**ТЕКСТ ДОКУМЕНТА:**
:::::

Спектакль Нижнетагильского драматического театра им

advertisement
Нижнетагильский драматический театр им. Д. Мамина-Сибиряка
«Инь и Ян» (две версии одного преступления)
Б. Акунин, постановка В. Пашнина, 5-6 декабря 2008 г.
Татьяна Филатова
Жанр детектива вообще имеет мало удачных примеров воплощения на сцене, тем более –
успешных (видимо, тут есть некое сущностное объяснение некоторой несовместимости
даже этих двух способов художественного существования - кино и телевидение вполне
освоенное пространство в этом смысле). Тем интереснее бывает появление
«театрального» детектива, что произошло на сцене Нижнетагильского театра пьесы Б.
Акунина. Но ожидание изначально заявленного развлекательного и увлекательного
действия во многом не оправдалось. Думается, во многом дело тут именно в такого рода
драматическом материале, имеющего мало возможностей стать драматургическим
полноценным произведением без особого дополнительного усилия, прежде всего, со
стороны режиссерской составляющей спектакля: органически требуется некий «ключик»,
чтобы подойти, открыть этот постмодернистский опус автора. Вообще же представляется,
драматург не считает, судя по тому, как это сделано, драматургическую основу
сценического действия достаточно полноценной литературой, все сделано как бы
вскользь, необязательно, грешит неисправимым схематизмом и случайностью построения.

:::::

**ЗАДАНИЕ:** Продолжите приведенную выше рецензию на спектакль «Инь и Ян» Нижнетагильского театра, начав сразу после ее последнего предложения.

**ИЗВЛЕЧЁННЫЕ ДАННЫЕ:**
:::::

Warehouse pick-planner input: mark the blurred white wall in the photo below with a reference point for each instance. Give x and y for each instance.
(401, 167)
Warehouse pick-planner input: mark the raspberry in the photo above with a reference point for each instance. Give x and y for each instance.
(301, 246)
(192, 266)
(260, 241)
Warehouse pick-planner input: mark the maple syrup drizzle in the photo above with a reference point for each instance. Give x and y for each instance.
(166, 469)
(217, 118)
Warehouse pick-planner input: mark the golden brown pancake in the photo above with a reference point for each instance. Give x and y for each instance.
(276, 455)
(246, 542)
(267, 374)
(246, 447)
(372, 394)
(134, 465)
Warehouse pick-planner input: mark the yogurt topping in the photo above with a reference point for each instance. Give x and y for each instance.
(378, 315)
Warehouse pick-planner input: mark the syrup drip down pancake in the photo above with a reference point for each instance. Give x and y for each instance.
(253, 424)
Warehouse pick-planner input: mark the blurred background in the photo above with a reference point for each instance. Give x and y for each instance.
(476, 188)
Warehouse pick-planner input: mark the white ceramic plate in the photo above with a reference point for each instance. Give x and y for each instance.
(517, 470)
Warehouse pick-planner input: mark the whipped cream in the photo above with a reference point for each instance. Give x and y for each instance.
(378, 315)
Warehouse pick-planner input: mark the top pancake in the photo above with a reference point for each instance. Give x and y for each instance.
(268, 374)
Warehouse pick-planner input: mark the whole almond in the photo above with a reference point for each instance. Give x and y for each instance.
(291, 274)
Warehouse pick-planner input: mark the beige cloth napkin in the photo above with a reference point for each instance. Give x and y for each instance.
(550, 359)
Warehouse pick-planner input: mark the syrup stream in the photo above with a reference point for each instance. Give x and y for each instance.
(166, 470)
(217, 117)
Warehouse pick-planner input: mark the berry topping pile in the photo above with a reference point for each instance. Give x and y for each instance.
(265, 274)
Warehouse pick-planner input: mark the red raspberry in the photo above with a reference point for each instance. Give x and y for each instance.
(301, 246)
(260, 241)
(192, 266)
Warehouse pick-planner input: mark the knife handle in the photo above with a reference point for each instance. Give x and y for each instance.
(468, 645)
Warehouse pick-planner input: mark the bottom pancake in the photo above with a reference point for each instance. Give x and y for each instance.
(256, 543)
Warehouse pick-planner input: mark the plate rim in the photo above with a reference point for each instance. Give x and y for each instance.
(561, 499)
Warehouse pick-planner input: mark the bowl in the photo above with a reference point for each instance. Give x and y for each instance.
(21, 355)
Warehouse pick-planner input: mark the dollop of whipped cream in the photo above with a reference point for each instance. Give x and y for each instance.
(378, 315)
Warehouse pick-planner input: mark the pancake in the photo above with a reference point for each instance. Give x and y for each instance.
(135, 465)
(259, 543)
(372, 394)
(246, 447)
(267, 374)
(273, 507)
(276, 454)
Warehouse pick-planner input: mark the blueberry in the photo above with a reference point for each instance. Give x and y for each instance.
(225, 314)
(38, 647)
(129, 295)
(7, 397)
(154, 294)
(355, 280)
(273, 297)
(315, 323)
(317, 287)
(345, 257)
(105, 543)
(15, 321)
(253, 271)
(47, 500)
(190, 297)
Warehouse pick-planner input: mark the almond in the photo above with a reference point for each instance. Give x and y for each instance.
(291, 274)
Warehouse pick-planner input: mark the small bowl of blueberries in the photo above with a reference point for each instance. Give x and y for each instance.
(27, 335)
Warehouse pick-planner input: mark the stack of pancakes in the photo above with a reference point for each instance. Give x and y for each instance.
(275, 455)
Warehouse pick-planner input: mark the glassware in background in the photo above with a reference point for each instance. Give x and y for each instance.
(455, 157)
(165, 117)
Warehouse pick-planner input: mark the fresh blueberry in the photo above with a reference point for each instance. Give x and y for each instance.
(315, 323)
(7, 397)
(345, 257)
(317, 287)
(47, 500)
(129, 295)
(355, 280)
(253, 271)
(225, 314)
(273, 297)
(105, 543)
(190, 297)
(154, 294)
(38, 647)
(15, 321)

:::::

**ОТВЕТ К ЗАДАНИЮ:**
Исправить подобные огрехи ложилось на плечи театра как такового.
Спектакль идет в два дня, что уже предложено интересно, две версии одного
преступления, что, следовательно, заставляет окончательное решение считать только по
истечению обоих дней. Игра продолжается: поиск возможного убийцы, завершившийся в
первый день, сразу не считается окончательным, если в первый день это должен быть
мужчина, то во второй – женщина (собственно, этим две версии и исчерпываются
окончательно, никаких других дополнительных смыслов не раскрывается. А жаль). Хотя,
справедливости ради надо сказать, что пьеса не дает для этого почти никаких поводов.
Все – на откуп режиссерской фантазии. Но она работает в сторону буквального
воплощения по большей части водевильного характера. И хотя при всей кажущейся
легкости и необязательности ожидается почти праздничное действие, часто бывает
скучновато и затянуто. Действие разворачивается из почти механического перечисления
возможных кандидатур на очередную фигуру преступника, перечисление, казалось бы,
ничем не обусловленное. Поэтому следить собственно за интригой почти не получается.
Остается лишь игровая природа актерского существования на сцене, хотя играть нечего,
образы лишь эскизно заявлены, их наполнение, видимо, должно поступать за счет
узнаваемой нами классики: все эти «тургеневы-островские, даже чеховы» - уши торчат
повсеместно, степ, правда, тоже не получается, на нем просто не делается ставка. Юмора,
ярко выраженных характеров, к сожалению, не хватает, хотя, впрочем, повторяюсь, этого
и нет как будто в самой пьесе. Акунин как будто обманывает, делает только намек, а за
ним – ничего, вот и разгадывайте, если хотите. Особенного желания тоже не наблюдается.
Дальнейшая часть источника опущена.